[Text shown — start]

Women continue to shadow men in politics – stereotypes such as ‘behind every successful man there is a woman’ cast the notion that women cannot lead. The 2019 general election recorded one of Botswana’s worst performances when it comes to women participation in parliamentary democracy with only three women elected to parliament.

Botswana’s former Minister of Health, Professor Sheila Tlou who is currently the Co-Chair, Global HIV Prevention Coalition & Nursing Now and an HIV, Gender & Human Rights Activist is not amused by the status quo. Tlou attributes this dilemma facing women to a number of factors, which she is convinced influence the voting patterns of Batswana when it comes to women politicians.

Professor Tlou plugs the party level voting systems as the first hindrance that blocks women from ascending to power. According to the former Minister of Health, there is inadequate amount of professionalism due to corrupt internal party structures affecting the voters roll and ultimately leading to voter apathy for those who end up struck off the voters rolls under dubious circumstances.

Tlou also stated that women’s campaigns are often clean; whilst men put to play the ‘politics is dirty metaphor using financial muscle to buy voters into voting for them without taking into consideration their abilities and credibility. The biggest hurdle according to Tlou is the fallacy that ‘Women cannot lead’, which is also perpetuated by other women who discourage people from voting for women.

There are numerous factors put on the table when scrutinizing a woman, she can be either too old, or too young, or her marital status can be used against her. An unmarried woman is labelled as a failure and questioned on how she intends on being a leader when she failed to have a home. The list is endless including slut shaming women who have either been through a divorce or on to their second marriages, Tlou observed.

The only way that voters can be emancipated from this mentality according to Tlou is through a robust voter education campaign tailor made to run continuously and not be left to the eve of elections as it is usually done. She further stated that the current crop of women in parliament must show case their abilities and magnify them – this will help make it clear that they too are worthy of votes.

And to women intending to run for office, Tlou encouraged them not to wait for the eleventh hour to show their interest and rather start in community mobilisation projects as early as possible so that the constituents can get to know them and their abilities prior to the election date.

[Text shown — finish]
[Records — start]

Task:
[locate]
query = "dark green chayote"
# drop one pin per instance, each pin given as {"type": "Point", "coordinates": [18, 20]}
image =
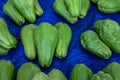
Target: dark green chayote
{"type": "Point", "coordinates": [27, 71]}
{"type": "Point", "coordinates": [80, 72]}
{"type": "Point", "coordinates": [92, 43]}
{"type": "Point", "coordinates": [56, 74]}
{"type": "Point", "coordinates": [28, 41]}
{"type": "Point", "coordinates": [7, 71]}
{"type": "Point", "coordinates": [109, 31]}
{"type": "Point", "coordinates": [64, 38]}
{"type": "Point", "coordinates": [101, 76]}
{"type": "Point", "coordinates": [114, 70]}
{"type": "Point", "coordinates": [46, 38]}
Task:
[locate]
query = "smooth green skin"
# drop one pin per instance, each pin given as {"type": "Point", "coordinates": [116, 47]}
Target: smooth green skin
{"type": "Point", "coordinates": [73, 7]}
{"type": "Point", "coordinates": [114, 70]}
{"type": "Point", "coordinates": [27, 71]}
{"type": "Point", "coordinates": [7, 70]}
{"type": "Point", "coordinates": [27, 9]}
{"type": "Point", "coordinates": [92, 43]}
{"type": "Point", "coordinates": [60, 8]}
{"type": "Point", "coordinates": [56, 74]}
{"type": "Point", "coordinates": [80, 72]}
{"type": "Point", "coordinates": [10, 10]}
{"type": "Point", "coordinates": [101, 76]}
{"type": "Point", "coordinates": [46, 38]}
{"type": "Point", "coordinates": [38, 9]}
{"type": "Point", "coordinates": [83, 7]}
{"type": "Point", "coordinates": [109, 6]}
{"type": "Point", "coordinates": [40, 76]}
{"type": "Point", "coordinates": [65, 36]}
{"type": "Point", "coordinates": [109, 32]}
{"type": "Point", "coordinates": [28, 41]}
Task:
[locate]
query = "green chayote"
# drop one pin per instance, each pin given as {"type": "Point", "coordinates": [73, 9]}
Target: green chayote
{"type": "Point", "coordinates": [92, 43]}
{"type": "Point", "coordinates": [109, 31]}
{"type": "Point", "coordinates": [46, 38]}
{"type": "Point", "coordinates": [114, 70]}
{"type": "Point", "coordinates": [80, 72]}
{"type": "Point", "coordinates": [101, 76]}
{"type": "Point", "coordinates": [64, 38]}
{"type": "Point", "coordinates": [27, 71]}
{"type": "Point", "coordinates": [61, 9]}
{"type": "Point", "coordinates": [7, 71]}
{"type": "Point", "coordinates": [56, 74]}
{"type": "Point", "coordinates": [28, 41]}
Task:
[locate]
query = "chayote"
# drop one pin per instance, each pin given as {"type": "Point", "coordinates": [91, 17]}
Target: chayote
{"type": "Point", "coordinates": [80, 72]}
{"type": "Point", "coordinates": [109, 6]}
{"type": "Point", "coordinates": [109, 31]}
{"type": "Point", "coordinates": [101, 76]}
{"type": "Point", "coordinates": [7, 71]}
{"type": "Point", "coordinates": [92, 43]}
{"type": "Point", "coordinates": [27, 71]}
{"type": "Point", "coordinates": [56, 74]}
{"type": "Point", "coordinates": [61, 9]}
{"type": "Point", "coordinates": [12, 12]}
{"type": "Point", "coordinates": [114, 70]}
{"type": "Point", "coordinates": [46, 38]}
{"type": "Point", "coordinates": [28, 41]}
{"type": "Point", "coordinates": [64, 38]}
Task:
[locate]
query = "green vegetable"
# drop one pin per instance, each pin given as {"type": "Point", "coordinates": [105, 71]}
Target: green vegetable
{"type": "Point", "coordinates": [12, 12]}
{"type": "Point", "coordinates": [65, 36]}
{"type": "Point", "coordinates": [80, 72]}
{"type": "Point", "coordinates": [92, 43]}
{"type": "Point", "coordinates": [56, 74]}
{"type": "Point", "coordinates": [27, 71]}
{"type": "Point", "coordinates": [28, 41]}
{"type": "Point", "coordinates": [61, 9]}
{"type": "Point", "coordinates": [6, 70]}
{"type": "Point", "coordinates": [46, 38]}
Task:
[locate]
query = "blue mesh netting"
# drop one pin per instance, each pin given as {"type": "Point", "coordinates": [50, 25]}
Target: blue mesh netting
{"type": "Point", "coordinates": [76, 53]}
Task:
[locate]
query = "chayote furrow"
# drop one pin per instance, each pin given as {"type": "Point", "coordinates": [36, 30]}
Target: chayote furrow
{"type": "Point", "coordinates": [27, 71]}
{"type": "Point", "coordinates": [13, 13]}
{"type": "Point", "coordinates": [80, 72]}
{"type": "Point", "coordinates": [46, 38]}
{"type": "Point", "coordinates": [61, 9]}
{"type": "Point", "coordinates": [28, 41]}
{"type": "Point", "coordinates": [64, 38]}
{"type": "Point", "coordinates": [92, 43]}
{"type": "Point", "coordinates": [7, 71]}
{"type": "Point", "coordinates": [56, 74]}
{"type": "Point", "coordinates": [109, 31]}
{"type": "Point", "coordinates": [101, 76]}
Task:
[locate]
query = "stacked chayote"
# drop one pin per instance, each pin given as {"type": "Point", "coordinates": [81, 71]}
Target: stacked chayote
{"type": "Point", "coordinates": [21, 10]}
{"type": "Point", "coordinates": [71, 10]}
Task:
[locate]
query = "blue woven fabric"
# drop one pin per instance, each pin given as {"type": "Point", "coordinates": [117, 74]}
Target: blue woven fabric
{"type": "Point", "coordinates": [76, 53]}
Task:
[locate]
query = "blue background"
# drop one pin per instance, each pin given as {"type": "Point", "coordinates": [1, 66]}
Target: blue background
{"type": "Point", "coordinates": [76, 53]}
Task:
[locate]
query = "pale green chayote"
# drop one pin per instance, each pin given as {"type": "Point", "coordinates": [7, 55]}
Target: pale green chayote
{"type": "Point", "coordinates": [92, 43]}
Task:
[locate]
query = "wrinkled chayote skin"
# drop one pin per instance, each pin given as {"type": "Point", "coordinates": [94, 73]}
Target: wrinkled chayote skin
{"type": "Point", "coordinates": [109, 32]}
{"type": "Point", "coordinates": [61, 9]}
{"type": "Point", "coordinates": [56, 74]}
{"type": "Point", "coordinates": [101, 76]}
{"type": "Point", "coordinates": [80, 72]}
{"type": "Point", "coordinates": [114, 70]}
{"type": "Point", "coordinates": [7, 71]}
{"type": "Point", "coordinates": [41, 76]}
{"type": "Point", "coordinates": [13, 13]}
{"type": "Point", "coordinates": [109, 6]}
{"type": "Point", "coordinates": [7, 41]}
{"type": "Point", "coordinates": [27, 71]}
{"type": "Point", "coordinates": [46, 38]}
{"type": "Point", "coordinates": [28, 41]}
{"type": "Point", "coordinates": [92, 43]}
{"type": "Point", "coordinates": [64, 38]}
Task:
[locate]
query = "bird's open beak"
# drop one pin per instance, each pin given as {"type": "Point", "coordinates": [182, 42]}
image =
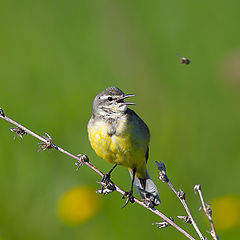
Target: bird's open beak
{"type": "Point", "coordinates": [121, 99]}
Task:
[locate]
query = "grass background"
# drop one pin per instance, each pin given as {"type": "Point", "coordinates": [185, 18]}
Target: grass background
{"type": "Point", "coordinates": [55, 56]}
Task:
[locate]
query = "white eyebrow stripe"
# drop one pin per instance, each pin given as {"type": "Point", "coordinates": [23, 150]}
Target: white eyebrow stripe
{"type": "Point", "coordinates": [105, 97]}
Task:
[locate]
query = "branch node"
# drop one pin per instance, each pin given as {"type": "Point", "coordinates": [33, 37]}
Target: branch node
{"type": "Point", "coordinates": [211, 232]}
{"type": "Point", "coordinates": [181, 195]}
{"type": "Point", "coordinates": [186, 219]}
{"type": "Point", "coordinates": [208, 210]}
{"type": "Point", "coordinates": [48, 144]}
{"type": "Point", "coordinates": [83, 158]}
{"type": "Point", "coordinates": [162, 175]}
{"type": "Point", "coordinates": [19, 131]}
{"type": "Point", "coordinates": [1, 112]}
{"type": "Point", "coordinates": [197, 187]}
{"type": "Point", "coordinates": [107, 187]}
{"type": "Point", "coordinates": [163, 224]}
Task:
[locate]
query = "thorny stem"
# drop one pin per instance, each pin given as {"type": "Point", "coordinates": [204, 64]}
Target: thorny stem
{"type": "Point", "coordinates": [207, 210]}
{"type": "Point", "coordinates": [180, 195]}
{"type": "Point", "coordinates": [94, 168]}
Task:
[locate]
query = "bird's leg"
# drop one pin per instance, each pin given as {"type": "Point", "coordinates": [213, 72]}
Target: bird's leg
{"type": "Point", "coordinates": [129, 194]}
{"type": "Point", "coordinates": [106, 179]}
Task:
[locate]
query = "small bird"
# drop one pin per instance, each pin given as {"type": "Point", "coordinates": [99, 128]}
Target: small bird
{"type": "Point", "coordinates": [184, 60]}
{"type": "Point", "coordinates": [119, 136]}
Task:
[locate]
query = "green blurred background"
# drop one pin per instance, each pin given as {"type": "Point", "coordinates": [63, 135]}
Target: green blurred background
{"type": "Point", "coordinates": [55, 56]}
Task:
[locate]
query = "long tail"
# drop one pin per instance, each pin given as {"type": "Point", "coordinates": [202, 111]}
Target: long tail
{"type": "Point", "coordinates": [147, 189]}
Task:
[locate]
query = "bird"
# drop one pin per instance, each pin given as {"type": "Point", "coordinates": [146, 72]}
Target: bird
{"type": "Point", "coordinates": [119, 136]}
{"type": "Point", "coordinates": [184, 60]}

[Records — finish]

* **Your assignment**
Extend the article above on women's underrepresentation in Botswana's parliament, picking up after its final sentence.

* **Answer section**
Youthful Botswana National Front (BNF) leader and feminist, Resego Kgosidintsi blames women’s mentality towards one another which emanates from the fact that women have been socialised from a tender age that they cannot be leaders hence they find it difficult to vote for each other.

Kgosidintsi further states that, “Women do not have enough economic resources to stage effective campaigns. They are deemed as the natural care givers and would rather divert their funds towards raising children and building homes over buying campaign materials.”

Meanwhile, Vice President of the Alliance for Progressives (AP), Wynter Mmolotsi agrees that women’s participation in politics in Botswana remains a challenge. To address this Mmolotsi suggested that there should be constituencies reserved for women candidates only so that the outcome regardless of the party should deliver a woman Member of Parliament.

Mmolotsi further suggested that Botswana should ditch the First Past the Post system of election and opt for the proportional representation where contesting parties will dutifully list able women as their representatives in parliament.

On why women do not get elected, Mmolotsi explained that he had heard first hand from voters that they are reluctant to vote for women since they have limited access to them once they have won; unlike their male counterparts who have proven to be available night or day.

The pre-historic awarding of gender roles relegating women to be pregnant and barefoot at home and the man to be out there fending for the family has disadvantaged women in political and other professional careers.